## [THE EXERCISE]
Change "lesson" to "exercise" wherever it occurs in the material below, and reproduce everything else without any alteration.

--- begin DATA ---

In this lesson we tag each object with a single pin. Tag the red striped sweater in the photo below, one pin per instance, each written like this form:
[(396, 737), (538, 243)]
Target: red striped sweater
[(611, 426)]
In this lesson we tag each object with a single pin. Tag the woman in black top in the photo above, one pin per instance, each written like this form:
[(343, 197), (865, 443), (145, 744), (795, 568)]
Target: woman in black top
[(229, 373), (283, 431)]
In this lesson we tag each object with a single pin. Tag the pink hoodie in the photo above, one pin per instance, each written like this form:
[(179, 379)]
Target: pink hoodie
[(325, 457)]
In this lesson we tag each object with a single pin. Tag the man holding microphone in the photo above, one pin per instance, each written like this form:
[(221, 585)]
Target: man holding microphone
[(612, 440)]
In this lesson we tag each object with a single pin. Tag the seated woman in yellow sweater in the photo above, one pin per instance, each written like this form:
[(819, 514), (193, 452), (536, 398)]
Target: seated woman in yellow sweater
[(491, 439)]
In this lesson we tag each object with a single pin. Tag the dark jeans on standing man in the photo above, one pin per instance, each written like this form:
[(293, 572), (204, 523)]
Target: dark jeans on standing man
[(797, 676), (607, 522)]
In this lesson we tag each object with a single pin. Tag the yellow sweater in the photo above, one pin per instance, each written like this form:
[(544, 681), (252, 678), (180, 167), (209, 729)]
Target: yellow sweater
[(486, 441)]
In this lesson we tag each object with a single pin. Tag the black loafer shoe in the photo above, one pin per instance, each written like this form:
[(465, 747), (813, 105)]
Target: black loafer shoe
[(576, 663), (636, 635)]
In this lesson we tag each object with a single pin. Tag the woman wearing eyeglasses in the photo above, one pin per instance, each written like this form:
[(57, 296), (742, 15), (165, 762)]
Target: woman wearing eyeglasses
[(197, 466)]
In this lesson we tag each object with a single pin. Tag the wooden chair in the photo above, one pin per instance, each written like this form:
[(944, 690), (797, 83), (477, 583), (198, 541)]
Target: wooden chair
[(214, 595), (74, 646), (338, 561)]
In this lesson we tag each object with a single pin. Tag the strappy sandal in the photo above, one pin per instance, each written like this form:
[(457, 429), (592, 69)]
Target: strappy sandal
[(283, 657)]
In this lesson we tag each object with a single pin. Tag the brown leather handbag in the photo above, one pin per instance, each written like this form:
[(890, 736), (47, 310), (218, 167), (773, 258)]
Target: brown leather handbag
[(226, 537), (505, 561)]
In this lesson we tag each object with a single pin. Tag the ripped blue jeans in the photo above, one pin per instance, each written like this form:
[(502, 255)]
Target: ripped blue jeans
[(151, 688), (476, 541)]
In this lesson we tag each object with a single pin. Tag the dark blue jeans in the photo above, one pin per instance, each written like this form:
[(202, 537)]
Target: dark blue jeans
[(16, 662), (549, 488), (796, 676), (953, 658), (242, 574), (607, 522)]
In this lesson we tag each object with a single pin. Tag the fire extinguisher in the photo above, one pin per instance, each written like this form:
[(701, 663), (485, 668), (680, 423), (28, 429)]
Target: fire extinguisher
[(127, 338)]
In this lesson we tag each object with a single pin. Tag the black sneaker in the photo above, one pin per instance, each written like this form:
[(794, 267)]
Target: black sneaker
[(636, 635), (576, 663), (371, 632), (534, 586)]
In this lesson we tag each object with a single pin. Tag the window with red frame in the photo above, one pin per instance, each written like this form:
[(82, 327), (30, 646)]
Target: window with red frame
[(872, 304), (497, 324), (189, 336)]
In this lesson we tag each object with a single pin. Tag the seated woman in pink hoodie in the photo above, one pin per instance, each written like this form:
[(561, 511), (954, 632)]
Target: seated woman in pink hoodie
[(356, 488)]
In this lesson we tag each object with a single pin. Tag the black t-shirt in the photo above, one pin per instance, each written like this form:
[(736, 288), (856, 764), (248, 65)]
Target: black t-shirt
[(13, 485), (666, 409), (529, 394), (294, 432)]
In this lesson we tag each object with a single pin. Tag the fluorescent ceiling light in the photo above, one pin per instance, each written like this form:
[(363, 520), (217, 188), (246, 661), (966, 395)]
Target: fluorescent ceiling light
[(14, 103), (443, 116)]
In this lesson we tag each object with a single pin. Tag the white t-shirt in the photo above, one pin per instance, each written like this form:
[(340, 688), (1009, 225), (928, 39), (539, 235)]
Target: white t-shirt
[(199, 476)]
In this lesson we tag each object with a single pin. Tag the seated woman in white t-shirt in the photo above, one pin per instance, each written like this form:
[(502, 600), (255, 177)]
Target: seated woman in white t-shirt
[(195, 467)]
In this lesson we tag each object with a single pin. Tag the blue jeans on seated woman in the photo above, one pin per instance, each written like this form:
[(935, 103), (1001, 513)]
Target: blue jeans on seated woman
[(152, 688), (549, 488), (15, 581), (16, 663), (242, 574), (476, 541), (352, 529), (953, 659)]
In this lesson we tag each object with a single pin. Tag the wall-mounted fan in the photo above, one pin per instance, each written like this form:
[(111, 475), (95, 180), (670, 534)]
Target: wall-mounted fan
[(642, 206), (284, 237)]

--- end DATA ---

## [RESULT OF THE EXERCISE]
In this exercise we tag each object with a single pin. Tag the red striped sweater in the photo below, one pin per instance, each written like this form:
[(396, 737), (538, 243)]
Target: red striped sweater
[(611, 426)]
In this exercise we tag each object with a single pin. Tag the woman in black top in the photo above, one pin per instance, each written like this form:
[(343, 197), (865, 443), (145, 744), (795, 568)]
Target: woman in black top
[(229, 373), (283, 431)]
In this exercise we tag each object with a single pin. Tag the pink hoodie in the photo above, one pin per instance, each written like this form:
[(179, 379)]
Target: pink hoodie
[(325, 457)]
In this exercise we tag each object with a single pin. Tag the man holding microphone in the photo above, one pin per instance, each written like this form:
[(221, 585)]
Target: man holding microphone
[(612, 440)]
In this exercise we tag each object with a single pin. Tag the seated woman in yellow sweater in the photo above, one pin per instance, each written like this form:
[(819, 514), (193, 452), (536, 398)]
Target: seated woman in yellow sweater
[(491, 439)]
In this exercise we tag each object with a single pin. Tag the dark jeans on standing man in the photo above, one pin per instance, each written like this form:
[(293, 572), (204, 523)]
Target: dark jeans on standing man
[(797, 676), (607, 522)]
In this exercise we tag each object with a single pin. Tag the yellow sweater in the photo above, one pin per instance, each written like this form:
[(544, 681), (252, 678), (180, 167), (209, 729)]
Target: yellow sweater
[(486, 441)]
In this exercise we tag each object with a single pin. Tag the black loafer shoe in the photo above, one pin per instance, each written like this form:
[(465, 747), (813, 105)]
Target: black loafer shoe
[(576, 663), (636, 635)]
In this exercise we tag each object with a single pin. Tag the woman wearing eyeglasses in the photo above, one pin per instance, each written like this form:
[(57, 296), (742, 15), (165, 762)]
Target: woman wearing eyeglasses
[(197, 466)]
In this exercise we tag each object with a single pin. Tag the wooden chair in the photo above, one pin per instance, each written like this form:
[(944, 690), (797, 83), (477, 583), (198, 541)]
Target: wooden chair
[(214, 595), (74, 646), (338, 561)]
In this exercise we tag each object with a single pin. Tag the strappy sandal in the photo above, one pin per instance, each written like this form:
[(457, 429), (592, 69)]
Target: strappy sandal
[(283, 657)]
In this exercise we tag each object with a single pin. Tag the brown leather handbag in the photo above, one pin per instance, each written like this form:
[(890, 736), (47, 310), (218, 167), (773, 258)]
Target: brown leather handbag
[(226, 537), (505, 561)]
In this exercise we tag each object with a single pin. Tag the ripped blue jeans in the photo above, one pin per instance, each written like this form:
[(502, 255)]
Target: ripped blue jeans
[(151, 688), (476, 541)]
In this exercise we tag each object with a single pin. Tag the dark blue jeans in the photo above, one pin per instance, each written like this form:
[(202, 537)]
Target: dark blue jeans
[(16, 662), (549, 488), (796, 676), (953, 658), (242, 574), (607, 522)]
In this exercise we tag each object with a single pin. Tag the fire extinguisher in the photo above, one pin per instance, each written like this form:
[(701, 663), (485, 668), (680, 423), (28, 429)]
Target: fire extinguisher
[(127, 338)]
In this exercise we tag each object with a single pin. Tag the black sneaker in the photo above, one pin per instance, each written like this form:
[(794, 267)]
Target: black sneaker
[(636, 635), (576, 663), (371, 632), (534, 586)]
In this exercise we tag each object with a single pin. Tag the window with red frame in the photo above, one pin per instance, each written like this form:
[(82, 327), (30, 646)]
Target: window with red frame
[(872, 304), (497, 324), (189, 336)]
In this exercise we tag each object with a single pin. Tag the seated woman in pink hoodie in the photo above, one pin per instance, each written like this form:
[(561, 511), (954, 632)]
Target: seated woman in pink hoodie
[(356, 488)]
In this exercise we tag each object with a single pin. Tag the black t-shirt in the photo above, one pin per instance, each written like this form:
[(736, 288), (856, 764), (248, 65)]
Target: black t-shirt
[(13, 485), (666, 409), (529, 394), (294, 432)]
In this exercise we tag each object with a single pin. Tag the fluorescent ceiling light in the photo above, one pin per instance, each written like this form:
[(363, 520), (217, 188), (246, 661), (966, 395)]
Target: fluorescent ceiling light
[(14, 103), (443, 116)]
In this exercise we tag each object with a single pin. Tag the white t-shirt in the photo above, one pin per instance, each written like this form:
[(340, 688), (1009, 225), (928, 39), (539, 235)]
Target: white t-shirt
[(199, 476)]
In this exercise we tag each object with a single pin. Tag the seated woman in white t-shirt in the photo above, one pin per instance, each written like this form:
[(502, 600), (255, 177)]
Target: seated woman in white t-shirt
[(195, 467)]
In this exercise we tag each object with a single pin. Tag the blue jeans on seated woman in the photo above, one pin per instance, each written like this form:
[(935, 103), (1001, 513)]
Target: blue jeans on seated woman
[(152, 688), (549, 488), (15, 581), (16, 663), (242, 574), (476, 541), (352, 529), (953, 659)]
In this exercise we tag each object with a single pin. Tag the wall-mounted fan in the photo above, one pin per instance, each written like this form:
[(111, 475), (95, 180), (670, 534)]
Target: wall-mounted fan
[(642, 206), (284, 237)]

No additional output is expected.